Each line of the material is to be written out exactly.

»»

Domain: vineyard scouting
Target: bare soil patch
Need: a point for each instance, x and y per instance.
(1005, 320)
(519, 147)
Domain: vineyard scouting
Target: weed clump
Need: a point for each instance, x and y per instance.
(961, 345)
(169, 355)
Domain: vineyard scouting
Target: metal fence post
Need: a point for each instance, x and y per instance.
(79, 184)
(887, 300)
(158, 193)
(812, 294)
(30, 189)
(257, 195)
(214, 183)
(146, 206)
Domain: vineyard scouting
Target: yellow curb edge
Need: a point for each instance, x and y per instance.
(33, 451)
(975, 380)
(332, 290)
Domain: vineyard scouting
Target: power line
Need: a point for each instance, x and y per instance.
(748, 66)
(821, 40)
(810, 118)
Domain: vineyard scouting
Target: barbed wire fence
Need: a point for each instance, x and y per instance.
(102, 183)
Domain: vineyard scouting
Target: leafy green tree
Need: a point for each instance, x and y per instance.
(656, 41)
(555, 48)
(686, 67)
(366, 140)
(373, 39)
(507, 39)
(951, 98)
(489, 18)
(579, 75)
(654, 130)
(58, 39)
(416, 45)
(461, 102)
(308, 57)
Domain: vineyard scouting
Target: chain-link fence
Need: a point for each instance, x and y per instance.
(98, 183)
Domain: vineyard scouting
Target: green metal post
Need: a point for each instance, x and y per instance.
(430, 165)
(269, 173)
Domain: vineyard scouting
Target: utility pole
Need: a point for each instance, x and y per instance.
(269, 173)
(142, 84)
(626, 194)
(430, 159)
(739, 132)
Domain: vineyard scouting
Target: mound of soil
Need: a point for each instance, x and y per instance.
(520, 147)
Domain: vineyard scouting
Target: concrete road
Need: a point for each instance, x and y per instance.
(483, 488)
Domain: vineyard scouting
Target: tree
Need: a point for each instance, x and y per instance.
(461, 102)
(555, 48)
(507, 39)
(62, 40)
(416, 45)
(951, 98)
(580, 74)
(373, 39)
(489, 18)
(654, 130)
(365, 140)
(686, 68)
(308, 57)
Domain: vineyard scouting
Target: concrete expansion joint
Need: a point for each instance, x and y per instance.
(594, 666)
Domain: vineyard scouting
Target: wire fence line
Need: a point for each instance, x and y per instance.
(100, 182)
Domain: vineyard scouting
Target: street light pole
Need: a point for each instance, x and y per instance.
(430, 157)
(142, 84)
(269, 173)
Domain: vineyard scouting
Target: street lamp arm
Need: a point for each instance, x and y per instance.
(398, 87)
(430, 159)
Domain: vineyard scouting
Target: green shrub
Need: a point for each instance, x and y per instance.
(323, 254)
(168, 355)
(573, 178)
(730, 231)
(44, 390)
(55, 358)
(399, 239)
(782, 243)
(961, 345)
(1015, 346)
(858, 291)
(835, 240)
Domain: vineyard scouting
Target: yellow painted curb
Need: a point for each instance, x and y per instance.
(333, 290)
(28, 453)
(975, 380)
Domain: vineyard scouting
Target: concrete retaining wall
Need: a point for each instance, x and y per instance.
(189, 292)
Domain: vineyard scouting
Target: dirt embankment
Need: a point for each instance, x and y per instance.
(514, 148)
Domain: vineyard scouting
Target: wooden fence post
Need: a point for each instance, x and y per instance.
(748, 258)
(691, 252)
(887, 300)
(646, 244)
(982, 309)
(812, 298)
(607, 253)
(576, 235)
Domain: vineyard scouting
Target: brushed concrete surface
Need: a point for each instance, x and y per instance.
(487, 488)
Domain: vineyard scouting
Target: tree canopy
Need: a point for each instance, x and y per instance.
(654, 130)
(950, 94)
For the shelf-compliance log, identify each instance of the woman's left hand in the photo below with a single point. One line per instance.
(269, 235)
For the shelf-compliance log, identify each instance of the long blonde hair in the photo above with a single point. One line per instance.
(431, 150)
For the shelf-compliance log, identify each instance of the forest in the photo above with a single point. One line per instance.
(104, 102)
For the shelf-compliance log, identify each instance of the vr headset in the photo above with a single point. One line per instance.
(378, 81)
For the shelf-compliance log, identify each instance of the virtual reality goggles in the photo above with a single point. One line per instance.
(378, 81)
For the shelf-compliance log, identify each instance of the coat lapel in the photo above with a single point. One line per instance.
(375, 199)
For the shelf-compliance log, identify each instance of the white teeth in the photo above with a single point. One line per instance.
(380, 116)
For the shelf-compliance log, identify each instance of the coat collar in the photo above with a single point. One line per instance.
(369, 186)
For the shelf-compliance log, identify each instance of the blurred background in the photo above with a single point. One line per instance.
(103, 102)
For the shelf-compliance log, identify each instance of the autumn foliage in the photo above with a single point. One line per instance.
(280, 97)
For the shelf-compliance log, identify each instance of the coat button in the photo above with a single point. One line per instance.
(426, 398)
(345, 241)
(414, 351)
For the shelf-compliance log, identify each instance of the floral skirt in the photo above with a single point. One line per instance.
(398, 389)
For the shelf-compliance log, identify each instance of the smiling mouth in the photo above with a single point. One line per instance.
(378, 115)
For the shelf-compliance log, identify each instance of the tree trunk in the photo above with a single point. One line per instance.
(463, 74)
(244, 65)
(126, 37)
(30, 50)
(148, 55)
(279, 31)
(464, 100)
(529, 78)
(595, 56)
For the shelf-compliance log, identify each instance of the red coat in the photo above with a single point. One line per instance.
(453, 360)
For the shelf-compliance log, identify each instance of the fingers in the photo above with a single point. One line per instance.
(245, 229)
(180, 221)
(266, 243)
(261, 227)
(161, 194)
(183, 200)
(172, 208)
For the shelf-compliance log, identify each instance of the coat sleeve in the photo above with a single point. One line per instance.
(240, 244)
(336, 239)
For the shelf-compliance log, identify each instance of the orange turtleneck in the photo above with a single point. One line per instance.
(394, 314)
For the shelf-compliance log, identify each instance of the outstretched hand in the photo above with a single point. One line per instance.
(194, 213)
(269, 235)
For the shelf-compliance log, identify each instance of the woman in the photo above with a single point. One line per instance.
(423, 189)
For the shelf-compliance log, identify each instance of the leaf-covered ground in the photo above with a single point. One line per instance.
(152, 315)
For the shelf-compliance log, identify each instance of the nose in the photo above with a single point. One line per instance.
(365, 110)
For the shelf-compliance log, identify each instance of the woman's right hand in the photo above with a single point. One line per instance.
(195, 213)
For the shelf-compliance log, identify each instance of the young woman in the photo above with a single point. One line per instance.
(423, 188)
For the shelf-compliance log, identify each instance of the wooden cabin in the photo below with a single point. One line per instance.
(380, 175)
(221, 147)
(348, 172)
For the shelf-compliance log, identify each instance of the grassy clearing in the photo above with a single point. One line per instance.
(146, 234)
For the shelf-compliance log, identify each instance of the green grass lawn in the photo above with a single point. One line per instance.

««

● Your response
Domain: vineyard scouting
Target: bare soil patch
Need: a point for each instance, x and y per instance.
(1005, 320)
(519, 147)
Domain: vineyard scouting
Target: weed clump
Need: a point for each instance, x and y per instance.
(961, 345)
(169, 355)
Domain: vineyard scouting
Target: metal fence post
Need: a point for each instance, x and y per instance.
(79, 184)
(887, 300)
(158, 193)
(812, 294)
(30, 189)
(257, 195)
(214, 183)
(146, 206)
Domain: vineyard scouting
Target: yellow curb edge
Need: a point for each instance, x and y per instance.
(33, 451)
(975, 380)
(332, 290)
Domain: vineyard scouting
Target: power line
Need: a point for each instance, x and y per instance.
(748, 66)
(821, 40)
(810, 118)
Domain: vineyard scouting
Target: barbed wire fence
Need: a point for each instance, x and y per instance.
(102, 183)
Domain: vineyard scouting
Target: leafy green tree
Need: a point for each instance, x and y per instance.
(656, 41)
(555, 48)
(686, 67)
(366, 140)
(373, 39)
(507, 39)
(951, 98)
(489, 18)
(579, 75)
(654, 130)
(58, 39)
(416, 45)
(461, 102)
(308, 57)
Domain: vineyard scouting
Target: chain-link fence
Need: a point for each instance, x and y per instance.
(98, 183)
Domain: vineyard scouting
Target: green metal post
Need: a point for each instance, x and y per instance.
(430, 165)
(269, 173)
Domain: vineyard scouting
Target: utility pole
Need: a point for each instance, x and y per instance.
(269, 173)
(142, 84)
(626, 194)
(430, 159)
(739, 132)
Domain: vineyard scouting
Target: mound of soil
Need: a point for each instance, x and y per instance.
(520, 147)
Domain: vineyard scouting
Target: concrete road
Need: a point for each instance, x and y per instance.
(483, 488)
Domain: vineyard scouting
Target: tree
Need: a point for each instance, x and y per instance.
(461, 102)
(555, 48)
(507, 39)
(62, 40)
(416, 45)
(951, 98)
(580, 74)
(373, 39)
(489, 18)
(654, 130)
(365, 140)
(686, 68)
(308, 57)
Domain: vineyard scouting
Target: concrete expansion joint
Need: a point for each instance, x and y per instance.
(594, 666)
Domain: vineyard scouting
Target: wire fence line
Need: a point for each instance, x and y per instance.
(100, 182)
Domain: vineyard scouting
Target: street light pole
Need: a point for each instance, x and y per instance.
(430, 157)
(142, 84)
(269, 173)
Domain: vineyard scouting
Target: street lamp arm
Need: a point for each instance, x and y per instance.
(398, 87)
(430, 159)
Domain: vineyard scouting
Target: green shrub
Need: a point for each instance, x and y per instance.
(323, 254)
(168, 355)
(573, 178)
(730, 231)
(44, 390)
(55, 358)
(399, 239)
(782, 243)
(961, 345)
(1015, 346)
(858, 291)
(835, 240)
Domain: vineyard scouting
Target: yellow painted curb
Need: a point for each instance, x and y per instance.
(333, 290)
(28, 453)
(975, 380)
Domain: vineyard scouting
Target: concrete retaining wall
Need: a point for each instance, x and y per instance.
(189, 292)
Domain: vineyard scouting
Target: dirt embankment
Need: a point for each instance, x and y per instance.
(514, 148)
Domain: vineyard scouting
Target: wooden fence post
Need: a point for each instance, x and y per instance.
(748, 258)
(691, 252)
(887, 300)
(646, 244)
(982, 309)
(812, 298)
(607, 253)
(576, 235)
Domain: vineyard scouting
Target: brushed concrete surface
Need: a point for each instance, x and y per instance.
(487, 488)
Domain: vineyard scouting
Target: tree canopy
Need: a point for each instance, x and y per instance.
(654, 130)
(950, 94)
For the shelf-compliance log, identify each instance of the woman's left hand in the photo below with a single point. One line per instance.
(269, 235)
For the shelf-compliance log, identify each instance of the long blonde hair in the photo above with a single point. One line per instance.
(431, 150)
For the shelf-compliance log, identify each instance of the forest in the photo above with a single point. One line per instance.
(104, 102)
For the shelf-compliance log, identify each instance of the vr headset in the photo above with a single point. One line per instance.
(378, 81)
For the shelf-compliance log, identify each instance of the virtual reality goggles in the photo above with a single point. One line per instance.
(378, 81)
For the shelf-compliance log, identify each instance of the coat lapel in the photo above with a single point. One line per instance.
(375, 199)
For the shelf-compliance log, identify each instance of the white teeth in the photo above with a single point. One line per instance.
(380, 116)
For the shelf-compliance log, identify each instance of the coat collar in the photo above with a single point. One line per instance.
(369, 186)
For the shelf-compliance log, identify each instance of the blurred background in the photo above with a single point. One line per instance.
(103, 102)
For the shelf-compliance log, identify each instance of the autumn foliage in the photo above with a single point. One line per instance.
(280, 97)
For the shelf-compliance log, identify each instance of the coat button in the photo above with a single point. One line per instance.
(426, 398)
(345, 241)
(414, 351)
For the shelf-compliance log, identify each instance of the floral skirt in the photo above with a single point. One line per instance.
(398, 389)
For the shelf-compliance log, identify each instance of the smiling mouth in the photo above with a single point. One line per instance.
(378, 115)
For the shelf-compliance log, identify each instance of the tree trunk in the photo above with a single point. One line per instance.
(463, 74)
(244, 65)
(126, 37)
(30, 50)
(148, 55)
(279, 31)
(464, 100)
(529, 78)
(595, 56)
For the shelf-compliance log, identify each instance of the red coat in the photo above with a single point. One line per instance.
(453, 360)
For the shelf-compliance log, identify each instance of the fingers in the photo above with a single point. One line per instance.
(245, 229)
(180, 221)
(266, 243)
(261, 227)
(161, 194)
(183, 200)
(172, 208)
For the shelf-compliance log, identify each instance of the coat sleeve in the photo above with a single point. One line per instance.
(240, 244)
(336, 239)
For the shelf-compliance log, identify each instance of the orange turtleneck in the photo above with a single point. One line per instance.
(394, 314)
For the shelf-compliance log, identify each instance of the outstretched hand in the photo above with a single point. One line per instance.
(194, 213)
(269, 235)
For the shelf-compliance log, identify each instance of the woman in the photo above with a single point. One line per instance.
(423, 189)
For the shelf-compliance log, identify each instance of the leaf-covered ground in the photo above with a single point. One line per instance.
(152, 315)
For the shelf-compliance log, identify each instance of the nose in the photo above with a single point. One line per instance.
(365, 110)
For the shelf-compliance log, identify each instance of the woman's right hand in the photo above with a single point. One line per instance.
(195, 213)
For the shelf-compliance log, identify each instance of the young woman in the photo above with a single point. One line per instance.
(423, 188)
For the shelf-compliance log, identify each instance of the wooden cabin in the photo below with a single point. One line per instance.
(380, 175)
(221, 147)
(348, 172)
For the shelf-compliance log, identify each instance of the grassy clearing in the photo above with a single point. One line per instance.
(146, 234)
For the shelf-compliance log, identify each instance of the green grass lawn in the photo above with a single point. One line per instance.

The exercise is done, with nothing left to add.